Write out the records word for word.

╭─ Supplied information

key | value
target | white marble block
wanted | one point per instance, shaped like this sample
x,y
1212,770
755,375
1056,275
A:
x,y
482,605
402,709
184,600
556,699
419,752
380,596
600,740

╰─

## Answer to this problem
key | value
target | white marble block
wanted | one point per instance, shaped like this sample
x,y
1212,770
755,375
1056,275
A:
x,y
482,605
402,709
184,600
556,699
419,752
380,596
600,740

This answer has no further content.